##### Selection

Shaped By Storage: The How and Why of Storing Water in Colorado

Colorado boasts above-ground reservoirs and below-ground aquifer storage; reservoirs that are owned and managed by a single entity and others that are shared; storage that meets the needs of municipalities, farmers, the environment and recreation. It also has dams that serve as flood control and others that hold back water to release later to downstream states. There is storage to enable water reuse and recycling; storage that facilitates water sharing; storage as an important logistic in water treatment; and storage as a waiting place before or after water is used to generate hydropower. There are reservoirs to hold more than 940,000 acre-feet and others that hold less than 1 acre-foot. There are natural lakes used to store water, and an order of magnitude more manmade reservoirs.

The flavors of storage are as diverse as the terrain and regions of the state, and that storage allows for our way of life. In planning to meet the needs of the future, water storage will undoubtedly remain a crucial piece of the water supply and management picture, as it has for centuries in Colorado and elsewhere around the West. Yet, given the time and expense as well as environmental impacts associated with the construction of dams and reservoirs historically, the pursuit of storage alongside other water supply-and-demand-balancing strategies, such as water conservation, reuse and water sharing, is being prioritized by the state through the multi-faceted state water plan.

##########

Work to do →
(a) Answer these questions from the passage on water storage in Colorado:
(i) Apart from serving as flood control, what do some of the state's dams do?
(ii) What is the largest reservoir capacity the passage mentions?
(iii) Which strategies does the state pursue alongside storage through its water plan?
(b) Reproduce the part of the Colorado water storage passage starting at "Shaped By Storage: The" and ending at "more manmade reservoirs.".
The lines that come next were drawn from a separate source.

##### Record excerpts

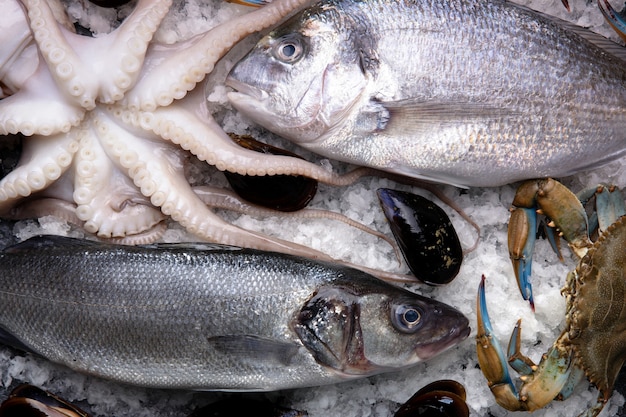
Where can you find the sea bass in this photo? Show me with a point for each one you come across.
(465, 92)
(209, 317)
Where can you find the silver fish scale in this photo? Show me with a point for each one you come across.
(158, 312)
(199, 316)
(468, 92)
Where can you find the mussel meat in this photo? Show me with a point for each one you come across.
(278, 192)
(425, 235)
(444, 398)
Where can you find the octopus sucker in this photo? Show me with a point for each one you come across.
(123, 115)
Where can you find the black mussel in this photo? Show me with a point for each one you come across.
(30, 401)
(278, 192)
(445, 398)
(109, 3)
(425, 235)
(235, 407)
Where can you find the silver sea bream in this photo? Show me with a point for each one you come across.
(465, 92)
(208, 317)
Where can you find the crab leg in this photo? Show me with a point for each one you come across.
(521, 240)
(566, 212)
(554, 376)
(616, 19)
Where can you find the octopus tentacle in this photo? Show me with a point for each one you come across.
(61, 209)
(204, 138)
(144, 238)
(109, 205)
(43, 162)
(73, 66)
(197, 58)
(228, 200)
(37, 91)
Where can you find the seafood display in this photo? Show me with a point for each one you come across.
(205, 317)
(484, 97)
(187, 177)
(107, 150)
(592, 345)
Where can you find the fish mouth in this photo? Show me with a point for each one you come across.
(244, 92)
(454, 336)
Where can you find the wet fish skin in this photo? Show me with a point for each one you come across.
(209, 317)
(466, 92)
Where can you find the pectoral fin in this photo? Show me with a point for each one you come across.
(8, 339)
(255, 349)
(415, 116)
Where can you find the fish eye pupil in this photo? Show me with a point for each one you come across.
(411, 316)
(289, 50)
(406, 318)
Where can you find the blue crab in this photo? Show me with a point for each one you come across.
(593, 343)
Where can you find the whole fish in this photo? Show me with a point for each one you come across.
(465, 92)
(208, 317)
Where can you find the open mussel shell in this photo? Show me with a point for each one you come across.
(425, 235)
(445, 398)
(278, 192)
(30, 401)
(237, 407)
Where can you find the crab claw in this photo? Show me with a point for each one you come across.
(566, 212)
(554, 376)
(521, 239)
(616, 19)
(491, 357)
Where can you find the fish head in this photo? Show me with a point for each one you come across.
(301, 79)
(369, 327)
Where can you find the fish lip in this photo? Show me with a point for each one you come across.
(454, 337)
(242, 89)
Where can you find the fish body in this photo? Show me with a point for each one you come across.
(207, 317)
(465, 92)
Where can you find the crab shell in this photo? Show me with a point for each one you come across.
(596, 308)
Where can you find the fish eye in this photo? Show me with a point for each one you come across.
(406, 318)
(289, 49)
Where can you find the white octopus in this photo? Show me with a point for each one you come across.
(106, 120)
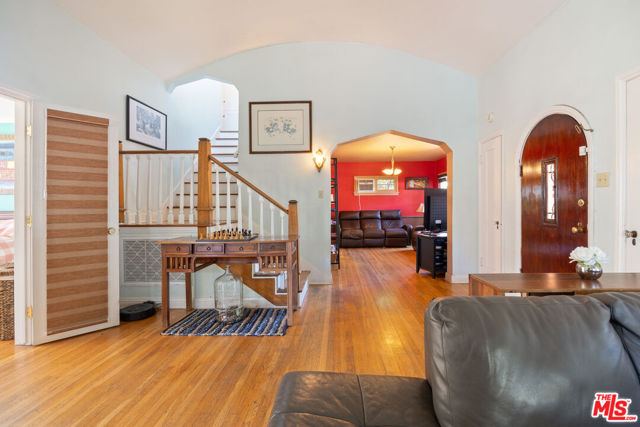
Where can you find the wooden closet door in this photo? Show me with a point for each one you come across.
(76, 221)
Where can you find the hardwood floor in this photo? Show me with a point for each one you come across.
(369, 321)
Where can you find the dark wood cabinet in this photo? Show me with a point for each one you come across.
(431, 253)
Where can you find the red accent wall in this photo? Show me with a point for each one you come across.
(406, 200)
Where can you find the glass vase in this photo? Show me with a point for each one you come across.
(228, 297)
(589, 272)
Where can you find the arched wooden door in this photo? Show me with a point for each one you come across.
(554, 194)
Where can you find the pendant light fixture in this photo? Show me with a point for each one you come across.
(393, 170)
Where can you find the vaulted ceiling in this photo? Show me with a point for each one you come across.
(172, 37)
(375, 148)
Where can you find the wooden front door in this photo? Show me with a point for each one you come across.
(554, 195)
(80, 260)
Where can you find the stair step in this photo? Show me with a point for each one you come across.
(304, 276)
(196, 207)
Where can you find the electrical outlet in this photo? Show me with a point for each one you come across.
(602, 179)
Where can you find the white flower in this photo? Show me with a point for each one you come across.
(599, 255)
(588, 256)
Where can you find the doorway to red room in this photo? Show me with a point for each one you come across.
(388, 186)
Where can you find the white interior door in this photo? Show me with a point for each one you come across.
(75, 223)
(632, 197)
(490, 205)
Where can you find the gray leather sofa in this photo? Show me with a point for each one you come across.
(490, 361)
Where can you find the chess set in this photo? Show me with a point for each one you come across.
(226, 235)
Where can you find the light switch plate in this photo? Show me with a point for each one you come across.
(602, 179)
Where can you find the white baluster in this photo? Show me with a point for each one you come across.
(261, 229)
(217, 171)
(129, 219)
(140, 211)
(282, 232)
(170, 215)
(239, 206)
(250, 224)
(273, 215)
(181, 214)
(191, 191)
(160, 167)
(149, 211)
(228, 201)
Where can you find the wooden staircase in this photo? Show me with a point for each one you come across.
(202, 191)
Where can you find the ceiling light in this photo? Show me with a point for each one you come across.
(393, 170)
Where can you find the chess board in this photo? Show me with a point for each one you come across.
(229, 239)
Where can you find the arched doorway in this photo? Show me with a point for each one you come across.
(368, 148)
(554, 194)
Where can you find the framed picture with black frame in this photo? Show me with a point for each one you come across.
(416, 183)
(146, 125)
(280, 127)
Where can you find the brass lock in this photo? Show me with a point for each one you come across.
(578, 228)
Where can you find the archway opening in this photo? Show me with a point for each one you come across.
(421, 193)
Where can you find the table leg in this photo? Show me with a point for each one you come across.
(291, 292)
(165, 294)
(187, 286)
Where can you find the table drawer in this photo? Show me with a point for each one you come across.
(273, 247)
(250, 248)
(210, 248)
(178, 249)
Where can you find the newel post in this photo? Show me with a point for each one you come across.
(121, 184)
(293, 218)
(205, 187)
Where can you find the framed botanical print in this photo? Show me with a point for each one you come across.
(416, 183)
(146, 125)
(280, 127)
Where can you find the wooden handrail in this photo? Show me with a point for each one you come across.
(248, 184)
(160, 152)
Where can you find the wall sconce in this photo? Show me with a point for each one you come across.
(318, 159)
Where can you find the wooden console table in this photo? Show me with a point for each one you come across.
(550, 283)
(187, 255)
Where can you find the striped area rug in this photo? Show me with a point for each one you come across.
(257, 322)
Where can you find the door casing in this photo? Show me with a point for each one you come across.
(22, 202)
(621, 166)
(582, 120)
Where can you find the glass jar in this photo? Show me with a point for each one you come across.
(227, 291)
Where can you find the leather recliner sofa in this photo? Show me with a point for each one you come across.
(373, 229)
(490, 361)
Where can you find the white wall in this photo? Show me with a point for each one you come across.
(356, 90)
(572, 58)
(50, 55)
(196, 112)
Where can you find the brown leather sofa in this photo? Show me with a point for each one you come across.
(490, 361)
(373, 229)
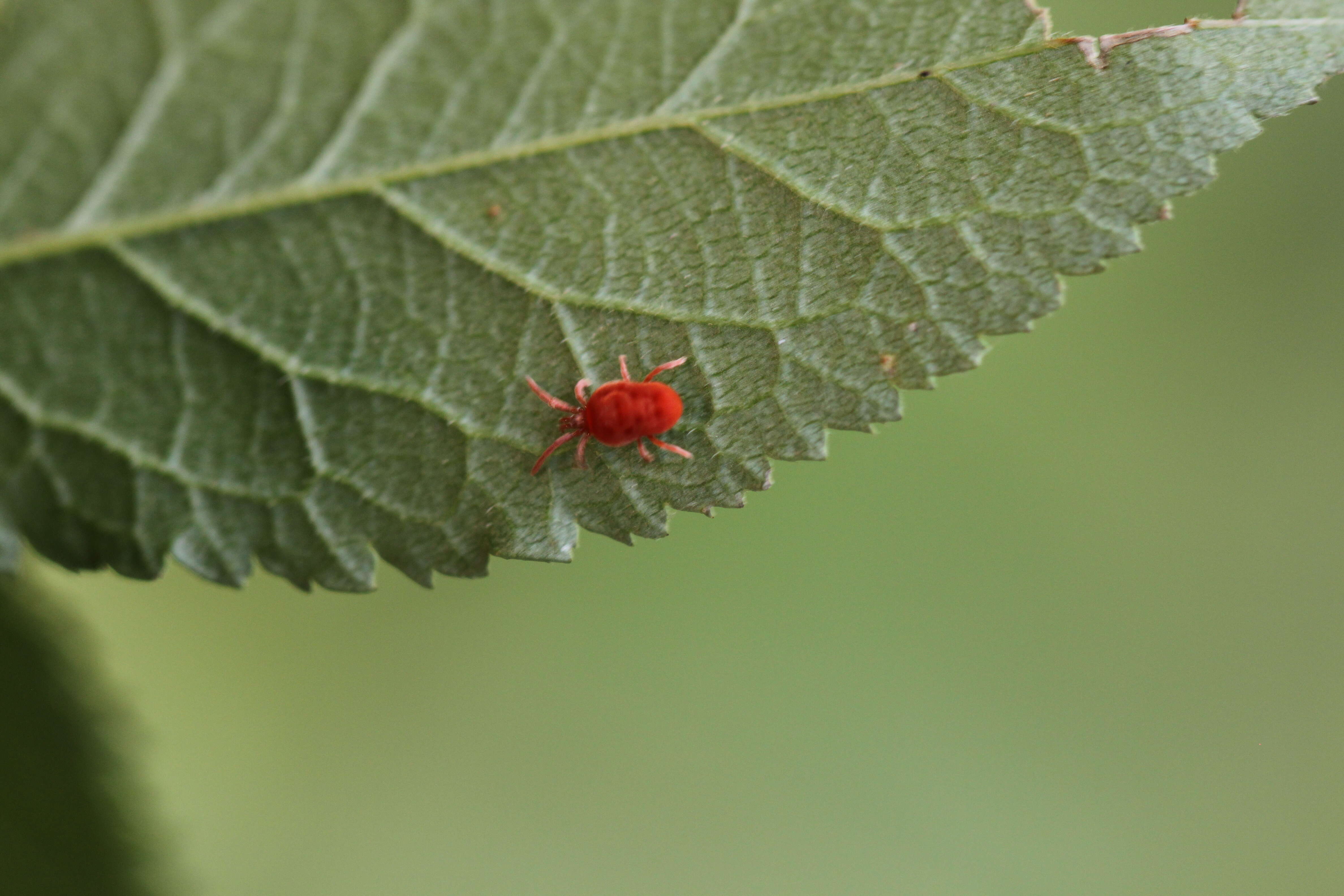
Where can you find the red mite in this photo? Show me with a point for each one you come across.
(617, 413)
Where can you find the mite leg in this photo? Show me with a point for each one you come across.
(548, 452)
(550, 400)
(664, 367)
(580, 464)
(675, 449)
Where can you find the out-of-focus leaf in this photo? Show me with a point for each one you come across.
(65, 827)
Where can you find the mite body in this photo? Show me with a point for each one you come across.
(617, 413)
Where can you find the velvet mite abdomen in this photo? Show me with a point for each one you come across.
(619, 413)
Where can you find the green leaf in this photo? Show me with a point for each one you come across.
(273, 273)
(66, 824)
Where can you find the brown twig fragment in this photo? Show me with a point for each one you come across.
(1097, 50)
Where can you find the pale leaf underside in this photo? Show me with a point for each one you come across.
(273, 272)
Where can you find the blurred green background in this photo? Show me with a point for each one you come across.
(1074, 626)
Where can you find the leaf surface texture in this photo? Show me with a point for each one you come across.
(273, 273)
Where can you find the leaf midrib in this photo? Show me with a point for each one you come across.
(298, 194)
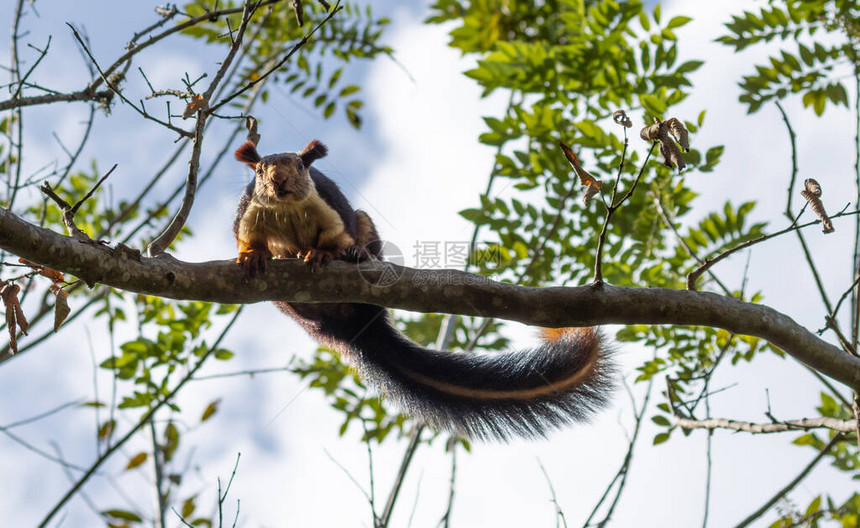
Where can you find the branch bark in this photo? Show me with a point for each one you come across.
(446, 291)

##########

Expected answers →
(a)
(i) They hold back water to release later to downstream states.
(ii) More than 940,000 acre-feet.
(iii) Water conservation, reuse and water sharing.

(b)
Shaped By Storage: The How and Why of Storing Water in Colorado

Colorado boasts above-ground reservoirs and below-ground aquifer storage; reservoirs that are owned and managed by a single entity and others that are shared; storage that meets the needs of municipalities, farmers, the environment and recreation. It also has dams that serve as flood control and others that hold back water to release later to downstream states. There is storage to enable water reuse and recycling; storage that facilitates water sharing; storage as an important logistic in water treatment; and storage as a waiting place before or after water is used to generate hydropower. There are reservoirs to hold more than 940,000 acre-feet and others that hold less than 1 acre-foot. There are natural lakes used to store water, and an order of magnitude more manmade reservoirs.